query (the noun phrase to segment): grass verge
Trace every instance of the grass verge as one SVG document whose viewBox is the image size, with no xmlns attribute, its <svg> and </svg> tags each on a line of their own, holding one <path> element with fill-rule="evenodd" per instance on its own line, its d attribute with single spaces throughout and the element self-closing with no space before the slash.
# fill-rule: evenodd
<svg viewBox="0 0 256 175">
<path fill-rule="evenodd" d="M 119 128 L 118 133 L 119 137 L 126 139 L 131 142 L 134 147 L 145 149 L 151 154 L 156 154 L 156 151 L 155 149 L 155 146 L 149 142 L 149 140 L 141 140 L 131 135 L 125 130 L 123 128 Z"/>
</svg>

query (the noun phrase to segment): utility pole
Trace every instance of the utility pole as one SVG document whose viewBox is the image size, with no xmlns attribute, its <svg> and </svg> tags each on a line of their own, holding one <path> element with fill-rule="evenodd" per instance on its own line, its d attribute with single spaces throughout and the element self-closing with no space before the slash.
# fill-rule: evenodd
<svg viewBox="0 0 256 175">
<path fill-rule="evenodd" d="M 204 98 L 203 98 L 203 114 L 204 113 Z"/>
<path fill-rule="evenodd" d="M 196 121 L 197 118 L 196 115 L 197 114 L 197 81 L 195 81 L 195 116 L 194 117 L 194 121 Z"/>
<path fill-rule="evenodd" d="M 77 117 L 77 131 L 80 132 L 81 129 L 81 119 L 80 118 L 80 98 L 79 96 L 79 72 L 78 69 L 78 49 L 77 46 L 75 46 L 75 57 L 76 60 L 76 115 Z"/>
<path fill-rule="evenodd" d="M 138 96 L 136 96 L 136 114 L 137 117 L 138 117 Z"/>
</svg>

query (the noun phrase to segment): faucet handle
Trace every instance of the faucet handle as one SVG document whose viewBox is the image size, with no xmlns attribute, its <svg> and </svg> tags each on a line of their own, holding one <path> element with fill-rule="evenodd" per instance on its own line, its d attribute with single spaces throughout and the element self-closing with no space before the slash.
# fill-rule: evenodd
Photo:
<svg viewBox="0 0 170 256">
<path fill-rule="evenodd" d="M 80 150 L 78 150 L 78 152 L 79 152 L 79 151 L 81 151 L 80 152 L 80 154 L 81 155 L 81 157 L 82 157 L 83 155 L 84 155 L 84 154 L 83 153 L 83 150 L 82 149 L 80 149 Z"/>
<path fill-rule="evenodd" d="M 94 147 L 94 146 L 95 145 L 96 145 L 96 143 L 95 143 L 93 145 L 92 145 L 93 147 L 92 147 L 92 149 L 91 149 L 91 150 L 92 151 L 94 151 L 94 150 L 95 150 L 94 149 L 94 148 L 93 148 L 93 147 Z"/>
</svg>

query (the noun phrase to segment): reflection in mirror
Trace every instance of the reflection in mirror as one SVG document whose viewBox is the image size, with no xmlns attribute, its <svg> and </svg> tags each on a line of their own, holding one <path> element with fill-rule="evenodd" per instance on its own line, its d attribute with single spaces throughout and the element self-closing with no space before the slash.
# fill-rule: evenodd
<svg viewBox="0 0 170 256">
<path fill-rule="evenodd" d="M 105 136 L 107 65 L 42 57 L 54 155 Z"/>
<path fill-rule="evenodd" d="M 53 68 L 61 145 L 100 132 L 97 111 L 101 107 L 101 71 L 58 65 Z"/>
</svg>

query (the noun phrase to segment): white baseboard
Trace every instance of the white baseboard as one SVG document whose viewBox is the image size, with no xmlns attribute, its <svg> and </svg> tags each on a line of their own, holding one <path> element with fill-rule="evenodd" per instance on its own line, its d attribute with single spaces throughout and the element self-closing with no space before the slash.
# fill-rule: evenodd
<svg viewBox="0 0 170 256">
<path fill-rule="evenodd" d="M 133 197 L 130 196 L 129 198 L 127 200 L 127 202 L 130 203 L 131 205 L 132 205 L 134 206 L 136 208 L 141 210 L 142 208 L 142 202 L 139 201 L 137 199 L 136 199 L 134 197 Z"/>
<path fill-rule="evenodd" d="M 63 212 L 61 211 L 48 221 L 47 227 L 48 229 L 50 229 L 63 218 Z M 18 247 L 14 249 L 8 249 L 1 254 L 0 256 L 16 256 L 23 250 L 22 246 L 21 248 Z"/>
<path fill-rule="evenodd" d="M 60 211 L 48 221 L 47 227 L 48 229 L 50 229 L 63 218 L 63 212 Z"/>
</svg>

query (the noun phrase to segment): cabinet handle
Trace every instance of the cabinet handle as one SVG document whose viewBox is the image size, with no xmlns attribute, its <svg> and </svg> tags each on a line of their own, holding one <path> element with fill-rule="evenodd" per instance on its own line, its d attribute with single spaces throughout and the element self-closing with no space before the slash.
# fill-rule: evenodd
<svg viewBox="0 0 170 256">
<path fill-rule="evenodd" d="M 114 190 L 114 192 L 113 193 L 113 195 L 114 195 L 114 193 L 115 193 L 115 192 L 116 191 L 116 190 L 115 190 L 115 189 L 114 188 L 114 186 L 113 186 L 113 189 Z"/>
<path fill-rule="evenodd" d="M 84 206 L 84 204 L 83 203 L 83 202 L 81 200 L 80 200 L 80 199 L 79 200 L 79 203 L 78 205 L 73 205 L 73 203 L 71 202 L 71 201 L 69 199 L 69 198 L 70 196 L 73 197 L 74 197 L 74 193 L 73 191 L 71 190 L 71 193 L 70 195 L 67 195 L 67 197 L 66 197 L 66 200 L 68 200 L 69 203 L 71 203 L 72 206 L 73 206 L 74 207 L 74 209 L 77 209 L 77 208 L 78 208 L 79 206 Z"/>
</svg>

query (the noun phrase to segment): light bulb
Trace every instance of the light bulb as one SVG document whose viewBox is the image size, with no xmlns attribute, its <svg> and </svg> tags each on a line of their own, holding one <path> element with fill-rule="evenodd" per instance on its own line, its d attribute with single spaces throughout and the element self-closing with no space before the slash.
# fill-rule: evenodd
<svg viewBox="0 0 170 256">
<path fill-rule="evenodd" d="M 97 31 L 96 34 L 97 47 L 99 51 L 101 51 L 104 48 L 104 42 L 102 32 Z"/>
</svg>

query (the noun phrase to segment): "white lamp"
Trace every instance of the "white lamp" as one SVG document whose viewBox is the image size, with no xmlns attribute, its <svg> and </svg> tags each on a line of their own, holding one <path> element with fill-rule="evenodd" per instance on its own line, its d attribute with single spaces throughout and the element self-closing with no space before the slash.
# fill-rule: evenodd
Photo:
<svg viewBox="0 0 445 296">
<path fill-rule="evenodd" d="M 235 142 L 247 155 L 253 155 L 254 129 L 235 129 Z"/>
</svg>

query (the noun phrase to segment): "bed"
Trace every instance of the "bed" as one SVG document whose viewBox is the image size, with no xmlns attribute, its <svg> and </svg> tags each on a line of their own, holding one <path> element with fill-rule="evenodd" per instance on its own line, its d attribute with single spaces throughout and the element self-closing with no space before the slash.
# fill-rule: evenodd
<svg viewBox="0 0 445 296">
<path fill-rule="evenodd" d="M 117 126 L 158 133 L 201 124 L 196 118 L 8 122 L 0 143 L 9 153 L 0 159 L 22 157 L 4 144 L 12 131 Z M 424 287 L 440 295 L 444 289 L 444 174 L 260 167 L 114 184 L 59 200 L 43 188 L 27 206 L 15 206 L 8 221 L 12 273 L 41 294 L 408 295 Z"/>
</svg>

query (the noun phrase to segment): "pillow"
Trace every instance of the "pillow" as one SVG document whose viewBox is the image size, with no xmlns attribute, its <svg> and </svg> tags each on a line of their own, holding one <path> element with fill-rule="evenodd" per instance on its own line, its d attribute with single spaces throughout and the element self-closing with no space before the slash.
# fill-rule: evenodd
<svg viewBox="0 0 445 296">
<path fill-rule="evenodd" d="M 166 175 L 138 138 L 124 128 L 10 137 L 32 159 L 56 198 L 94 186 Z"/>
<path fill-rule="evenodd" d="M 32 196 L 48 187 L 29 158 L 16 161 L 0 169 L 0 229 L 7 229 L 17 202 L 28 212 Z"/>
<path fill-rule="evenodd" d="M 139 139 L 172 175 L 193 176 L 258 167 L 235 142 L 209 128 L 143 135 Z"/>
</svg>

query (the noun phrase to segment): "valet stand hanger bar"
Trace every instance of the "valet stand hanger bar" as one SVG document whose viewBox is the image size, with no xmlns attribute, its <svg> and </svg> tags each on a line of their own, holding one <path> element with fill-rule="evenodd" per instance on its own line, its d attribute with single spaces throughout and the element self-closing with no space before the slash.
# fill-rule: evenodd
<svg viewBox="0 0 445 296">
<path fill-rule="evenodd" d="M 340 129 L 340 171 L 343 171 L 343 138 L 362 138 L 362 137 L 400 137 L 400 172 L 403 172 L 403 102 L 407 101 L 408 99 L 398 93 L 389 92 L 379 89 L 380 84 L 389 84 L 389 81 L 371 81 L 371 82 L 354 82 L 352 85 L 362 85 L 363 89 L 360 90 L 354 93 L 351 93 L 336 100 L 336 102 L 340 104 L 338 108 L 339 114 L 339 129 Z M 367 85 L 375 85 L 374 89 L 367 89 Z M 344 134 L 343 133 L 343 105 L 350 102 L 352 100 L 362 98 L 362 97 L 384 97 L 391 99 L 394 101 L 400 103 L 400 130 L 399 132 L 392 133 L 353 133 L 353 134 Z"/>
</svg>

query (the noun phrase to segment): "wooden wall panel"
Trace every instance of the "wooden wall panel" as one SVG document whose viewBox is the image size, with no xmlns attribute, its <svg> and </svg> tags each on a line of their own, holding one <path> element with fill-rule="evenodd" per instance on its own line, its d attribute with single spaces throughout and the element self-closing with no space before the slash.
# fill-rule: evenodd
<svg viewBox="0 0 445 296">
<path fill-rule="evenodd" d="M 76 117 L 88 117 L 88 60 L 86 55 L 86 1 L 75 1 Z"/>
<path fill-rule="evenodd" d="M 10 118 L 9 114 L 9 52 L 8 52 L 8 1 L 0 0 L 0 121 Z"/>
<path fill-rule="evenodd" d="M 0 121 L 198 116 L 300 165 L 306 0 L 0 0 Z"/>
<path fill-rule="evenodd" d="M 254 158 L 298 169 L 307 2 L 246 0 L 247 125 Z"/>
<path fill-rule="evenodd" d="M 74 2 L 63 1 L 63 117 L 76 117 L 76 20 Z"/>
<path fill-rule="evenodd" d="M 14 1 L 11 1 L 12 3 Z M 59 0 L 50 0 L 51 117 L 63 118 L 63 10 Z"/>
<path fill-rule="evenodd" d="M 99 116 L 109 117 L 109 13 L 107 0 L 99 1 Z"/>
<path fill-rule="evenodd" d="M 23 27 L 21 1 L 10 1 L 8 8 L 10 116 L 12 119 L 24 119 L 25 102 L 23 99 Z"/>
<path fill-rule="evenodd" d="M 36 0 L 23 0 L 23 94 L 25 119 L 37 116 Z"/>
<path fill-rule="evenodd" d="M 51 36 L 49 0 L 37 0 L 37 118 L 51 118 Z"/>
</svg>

OBJECTIF DE LA TÂCHE: Indiquez le nombre de lignes ci-dessus contenant la chaîne « lamp », sans rien ajouter d'autre.

RÉPONSE À LA TÂCHE: 2